• _CHALLENGE_
Please put every line of the rows below into a Markdown table with the columns Number and Line, skipping blank lines and leaving the pictures out of your answer.

★ ★ ★ ★ ★

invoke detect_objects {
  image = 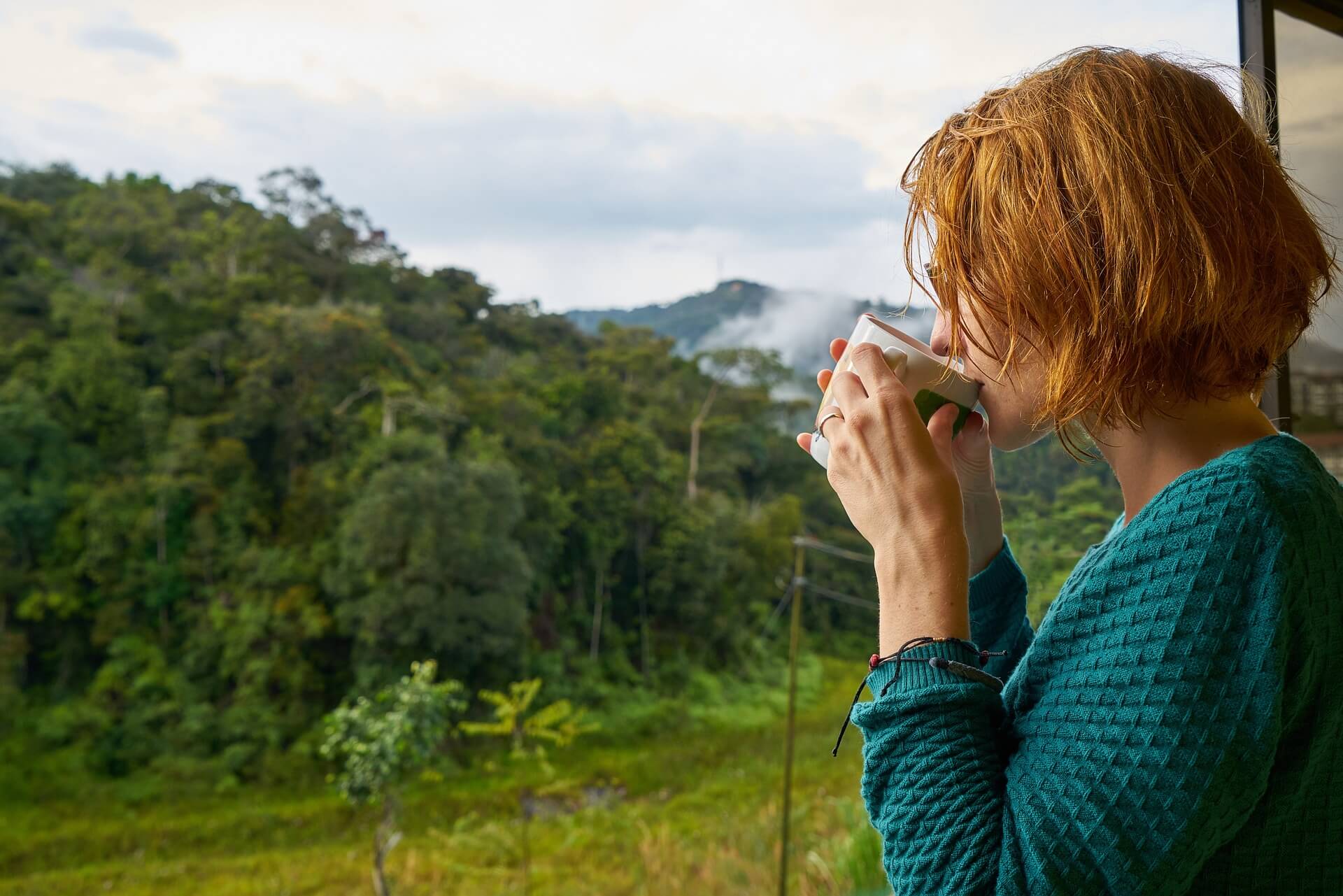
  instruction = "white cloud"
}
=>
[0,0,1235,308]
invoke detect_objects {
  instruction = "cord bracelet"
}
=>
[830,635,1007,756]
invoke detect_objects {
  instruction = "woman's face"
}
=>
[928,302,1053,451]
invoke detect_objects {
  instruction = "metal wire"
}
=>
[802,579,881,610]
[756,582,794,641]
[793,534,874,564]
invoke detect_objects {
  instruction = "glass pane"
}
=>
[1273,12,1343,478]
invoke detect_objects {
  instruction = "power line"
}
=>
[802,579,881,610]
[756,582,794,641]
[793,534,874,564]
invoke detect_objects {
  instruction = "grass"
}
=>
[0,660,889,896]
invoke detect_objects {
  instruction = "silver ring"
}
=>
[816,411,844,438]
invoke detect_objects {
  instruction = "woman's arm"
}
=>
[969,536,1035,681]
[853,567,1281,896]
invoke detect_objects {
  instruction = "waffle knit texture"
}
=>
[851,434,1343,896]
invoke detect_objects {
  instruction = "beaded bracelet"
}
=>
[830,635,1007,756]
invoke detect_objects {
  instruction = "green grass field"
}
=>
[0,660,888,896]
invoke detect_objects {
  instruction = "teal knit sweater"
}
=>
[851,435,1343,896]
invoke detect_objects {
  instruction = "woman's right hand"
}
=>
[816,339,1003,575]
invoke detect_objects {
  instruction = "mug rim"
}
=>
[858,312,975,383]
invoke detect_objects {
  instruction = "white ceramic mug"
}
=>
[811,313,979,466]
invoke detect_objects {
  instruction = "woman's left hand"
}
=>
[797,344,969,644]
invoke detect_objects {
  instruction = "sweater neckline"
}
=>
[1088,431,1300,552]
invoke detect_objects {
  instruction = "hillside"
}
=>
[564,279,933,385]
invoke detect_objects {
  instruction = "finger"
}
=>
[955,411,990,464]
[848,343,902,395]
[928,401,960,464]
[818,371,867,419]
[816,401,844,439]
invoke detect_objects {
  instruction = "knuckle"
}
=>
[851,343,881,357]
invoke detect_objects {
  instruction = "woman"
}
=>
[797,48,1343,895]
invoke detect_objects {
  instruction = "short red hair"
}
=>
[901,47,1335,445]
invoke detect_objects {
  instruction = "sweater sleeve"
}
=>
[969,534,1035,681]
[853,550,1281,896]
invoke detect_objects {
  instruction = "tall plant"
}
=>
[458,678,597,896]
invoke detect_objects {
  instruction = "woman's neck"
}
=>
[1097,395,1277,525]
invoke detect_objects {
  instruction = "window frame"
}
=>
[1235,0,1343,432]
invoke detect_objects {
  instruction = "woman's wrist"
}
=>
[963,492,1003,576]
[874,533,969,655]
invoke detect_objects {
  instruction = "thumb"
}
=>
[952,411,997,496]
[928,401,960,469]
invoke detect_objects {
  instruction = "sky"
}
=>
[0,0,1267,312]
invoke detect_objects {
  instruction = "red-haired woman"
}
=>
[797,48,1343,895]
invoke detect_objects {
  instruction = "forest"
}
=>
[0,165,1121,792]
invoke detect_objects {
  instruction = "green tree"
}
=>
[320,660,464,896]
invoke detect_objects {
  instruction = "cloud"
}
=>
[216,86,900,245]
[78,25,177,62]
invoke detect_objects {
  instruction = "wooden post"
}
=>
[779,537,803,896]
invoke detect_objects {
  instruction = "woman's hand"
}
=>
[797,339,969,654]
[797,339,1003,575]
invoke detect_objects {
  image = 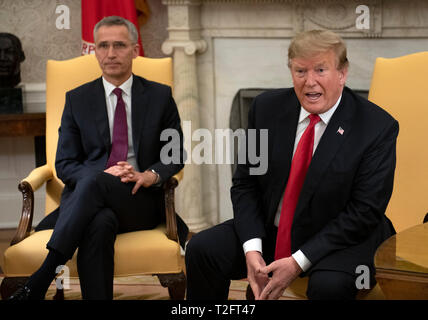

★ ★ ★ ★ ★

• _TASK ANSWER_
| Number | Line |
|---|---|
| 1 | invoke detect_objects { |
| 2 |   image =  |
| 3 |   instruction = "white cloud" |
| 4 | } |
| 5 | => |
| 6 | [0,0,1235,308] |
| 7 | invoke detect_objects { |
| 8 |   instruction = "cord bracelet" |
| 9 | } |
| 10 | => |
| 11 | [830,635,1007,756] |
| 12 | invoke detect_objects { |
| 13 |   instruction = "woman's face" |
| 14 | } |
| 15 | => |
| 16 | [928,302,1053,451] |
| 17 | invoke detect_objects { |
| 18 |   instruction = "metal wire" |
| 19 | } |
| 20 | => |
| 21 | [802,579,881,610] |
| 22 | [756,582,794,641] |
| 23 | [793,534,874,564] |
| 24 | invoke detect_objects { |
| 25 |   instruction = "glass pane" |
| 26 | } |
| 27 | => |
| 28 | [1273,12,1343,478] |
| 29 | invoke detect_objects { |
| 30 |   instruction = "power line" |
| 31 | } |
| 32 | => |
| 33 | [802,579,881,610] |
| 34 | [756,582,794,641] |
| 35 | [793,534,874,564] |
| 36 | invoke detect_objects { |
| 37 |   instruction = "grass" |
| 38 | } |
| 39 | => |
| 40 | [0,660,889,896] |
| 41 | invoke detect_objects { |
| 42 |   instruction = "silver ring" |
| 43 | } |
| 44 | => |
| 45 | [816,411,844,438] |
| 46 | invoke detect_objects { |
| 47 |   instruction = "woman's arm" |
| 48 | } |
| 49 | => |
| 50 | [969,536,1035,681] |
| 51 | [853,567,1281,896] |
| 52 | invoke detect_objects { |
| 53 |   instruction = "waffle knit texture" |
| 54 | } |
| 55 | => |
| 56 | [851,434,1343,896] |
| 57 | invoke detect_objects { |
| 58 |   instruction = "beaded bracelet" |
| 59 | } |
| 60 | => |
| 61 | [830,635,1007,756] |
| 62 | invoke detect_objects { |
| 63 |   instruction = "green grass field" |
| 64 | } |
| 65 | => |
| 66 | [0,660,888,896] |
| 67 | invoke detect_objects { |
| 68 |   instruction = "teal knit sweater" |
| 69 | } |
| 70 | => |
| 71 | [851,435,1343,896] |
| 72 | invoke detect_objects { |
| 73 |   instruction = "woman's right hand" |
| 74 | } |
| 75 | => |
| 76 | [816,339,1003,575] |
| 77 | invoke detect_objects { |
| 78 |   instruction = "mug rim" |
| 79 | } |
| 80 | => |
| 81 | [858,312,975,383] |
| 82 | invoke detect_objects { |
| 83 |   instruction = "white ceramic mug" |
| 84 | } |
| 85 | => |
| 86 | [811,313,979,466] |
| 87 | invoke detect_objects { |
| 88 |   instruction = "woman's left hand" |
| 89 | } |
| 90 | => |
| 91 | [797,344,969,644] |
| 92 | invoke detect_objects { |
| 93 |   instruction = "sweater neckline" |
| 94 | } |
| 95 | => |
| 96 | [1088,431,1300,552] |
| 97 | invoke detect_objects { |
| 98 |   instruction = "hillside" |
| 99 | } |
| 100 | => |
| 101 | [564,279,933,385] |
| 102 | invoke detect_objects { |
| 103 |   instruction = "finger" |
| 104 | } |
| 105 | => |
| 106 | [955,411,990,464] |
| 107 | [848,343,902,395] |
| 108 | [928,401,960,464] |
| 109 | [818,371,867,419] |
| 110 | [816,401,844,439] |
| 111 | invoke detect_objects { |
| 112 |   instruction = "knuckle" |
| 113 | } |
| 114 | => |
| 115 | [851,343,881,357] |
| 116 | invoke detect_objects { |
| 117 |   instruction = "woman" |
| 118 | } |
| 119 | => |
| 120 | [797,48,1343,895] |
| 121 | invoke detect_objects { |
| 122 |   instruction = "short red hair" |
| 123 | } |
| 124 | => |
| 125 | [901,47,1335,445] |
| 126 | invoke detect_objects { |
| 127 |   instruction = "sweater sleeve" |
| 128 | } |
| 129 | => |
| 130 | [969,534,1035,681] |
| 131 | [853,550,1281,896] |
| 132 | invoke detect_objects { |
| 133 |   instruction = "tall plant" |
| 134 | } |
| 135 | => |
| 136 | [458,678,597,896] |
| 137 | invoke detect_objects { |
| 138 |   instruction = "woman's neck" |
| 139 | } |
| 140 | => |
| 141 | [1097,395,1277,525] |
| 142 | invoke detect_objects { |
| 143 |   instruction = "window frame" |
| 144 | } |
| 145 | => |
| 146 | [1235,0,1343,432] |
| 147 | invoke detect_objects { |
| 148 |   instruction = "woman's wrist" |
| 149 | } |
| 150 | => |
| 151 | [963,492,1003,576] |
| 152 | [874,533,969,655] |
| 153 | invoke detect_objects { |
| 154 |   instruction = "thumb" |
| 155 | } |
| 156 | => |
| 157 | [952,411,997,496] |
| 158 | [928,401,960,469] |
| 159 | invoke detect_objects { |
| 160 |   instruction = "sky" |
| 161 | } |
| 162 | => |
| 163 | [0,0,1267,312] |
| 164 | invoke detect_objects { |
| 165 |   instruction = "red-haired woman" |
| 166 | } |
| 167 | => |
| 168 | [797,48,1343,895] |
| 169 | invoke detect_objects { |
| 170 |   instruction = "forest" |
| 171 | } |
| 172 | => |
| 173 | [0,165,1121,792] |
| 174 | invoke detect_objects { |
| 175 |   instruction = "green tree" |
| 176 | } |
| 177 | => |
| 178 | [320,660,464,896] |
| 179 | invoke detect_objects { |
| 180 |   instruction = "cloud" |
| 181 | } |
| 182 | => |
| 183 | [216,86,900,245] |
| 184 | [78,25,177,62] |
| 185 | invoke detect_objects { |
| 186 |   instruction = "wooden post" |
| 187 | } |
| 188 | => |
| 189 | [779,537,803,896] |
| 190 | invoke detect_objects { |
| 191 |   instruction = "woman's hand" |
| 192 | } |
| 193 | => |
| 194 | [797,339,969,654] |
| 195 | [797,339,1003,575] |
| 196 | invoke detect_objects { |
| 197 |   image =  |